Exercise requirements
Render the rows from their start through the line containing "97], [156, 143]]", inclusive, as a numbered list with blank lines skipped. Leave the pictures out of your answer.

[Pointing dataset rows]
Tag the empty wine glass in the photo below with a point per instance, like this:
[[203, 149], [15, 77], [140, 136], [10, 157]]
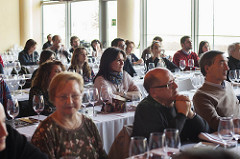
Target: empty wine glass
[[226, 129], [17, 66], [38, 104], [21, 81], [190, 64], [85, 102], [236, 124], [13, 109], [232, 76], [172, 141], [151, 66], [156, 143], [182, 64], [138, 145], [93, 97]]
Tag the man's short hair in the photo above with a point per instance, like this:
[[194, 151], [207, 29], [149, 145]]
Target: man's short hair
[[208, 59], [183, 39], [72, 39], [114, 43], [157, 38], [232, 48]]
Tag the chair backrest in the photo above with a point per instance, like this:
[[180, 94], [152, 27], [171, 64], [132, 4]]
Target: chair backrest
[[120, 146]]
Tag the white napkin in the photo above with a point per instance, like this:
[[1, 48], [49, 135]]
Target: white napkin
[[215, 139]]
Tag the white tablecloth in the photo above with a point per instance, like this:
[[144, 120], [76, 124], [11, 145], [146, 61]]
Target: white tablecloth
[[109, 125]]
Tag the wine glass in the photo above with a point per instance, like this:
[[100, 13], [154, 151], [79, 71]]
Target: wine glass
[[151, 66], [172, 141], [190, 64], [12, 109], [226, 129], [21, 81], [236, 124], [85, 102], [17, 66], [182, 64], [38, 104], [138, 145], [232, 76], [93, 97], [156, 143]]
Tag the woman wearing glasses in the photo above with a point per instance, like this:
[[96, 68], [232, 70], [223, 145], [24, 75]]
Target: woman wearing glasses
[[67, 132], [158, 59], [111, 79]]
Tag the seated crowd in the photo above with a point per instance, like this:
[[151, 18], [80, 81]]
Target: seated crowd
[[67, 132]]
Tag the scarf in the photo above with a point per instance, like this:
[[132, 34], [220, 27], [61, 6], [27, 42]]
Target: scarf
[[116, 77]]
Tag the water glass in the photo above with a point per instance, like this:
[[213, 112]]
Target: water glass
[[182, 64], [13, 109], [38, 104], [190, 64], [226, 129], [138, 145], [93, 97], [151, 66], [156, 143], [172, 141]]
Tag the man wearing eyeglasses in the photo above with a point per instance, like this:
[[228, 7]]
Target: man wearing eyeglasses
[[165, 108], [14, 145]]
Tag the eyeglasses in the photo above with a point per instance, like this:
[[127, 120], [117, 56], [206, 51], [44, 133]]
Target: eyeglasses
[[169, 85], [74, 97]]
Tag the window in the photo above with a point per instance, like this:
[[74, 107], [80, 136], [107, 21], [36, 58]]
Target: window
[[85, 20], [170, 20], [54, 21]]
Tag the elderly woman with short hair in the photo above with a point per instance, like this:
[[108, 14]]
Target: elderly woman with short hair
[[40, 84], [67, 132]]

Solution
1. Tag the empty wine glass in the photo below with a point per instance, like this:
2. [[203, 149], [15, 77], [140, 136], [10, 157]]
3. Target: empty wine glass
4. [[226, 129], [17, 66], [38, 104], [21, 81], [190, 64], [85, 102], [236, 124], [13, 109], [232, 76], [172, 141], [151, 66], [156, 143], [182, 64], [138, 145], [93, 97]]
5. Tag the man's short hair in the photo above with a point per instance, like this:
6. [[194, 151], [207, 29], [149, 145]]
7. Target: man's short hair
8. [[208, 59], [183, 39], [72, 39], [114, 43], [157, 38], [232, 48]]
9. Tag the chair backrest in the photo above with a point per instance, like this:
10. [[180, 94], [152, 27], [171, 64], [132, 4]]
11. Target: chair backrest
12. [[120, 146]]
13. Tag the white napkin in the photo above with a point per instance, like this:
14. [[1, 48], [49, 135]]
15. Target: white napkin
16. [[215, 139]]
17. Tag the white tablecloth in the photo above with a point per instance, like this:
18. [[144, 120], [76, 124], [11, 145], [146, 61]]
19. Target: white tablecloth
20. [[109, 125]]
21. Tag the wine glass in the photo above with a point per instance, like this:
22. [[100, 13], [154, 151], [79, 71]]
23. Target: wine glass
24. [[151, 66], [172, 141], [190, 64], [12, 109], [226, 129], [21, 81], [236, 124], [85, 102], [17, 66], [182, 64], [38, 104], [138, 145], [232, 76], [93, 97], [156, 143]]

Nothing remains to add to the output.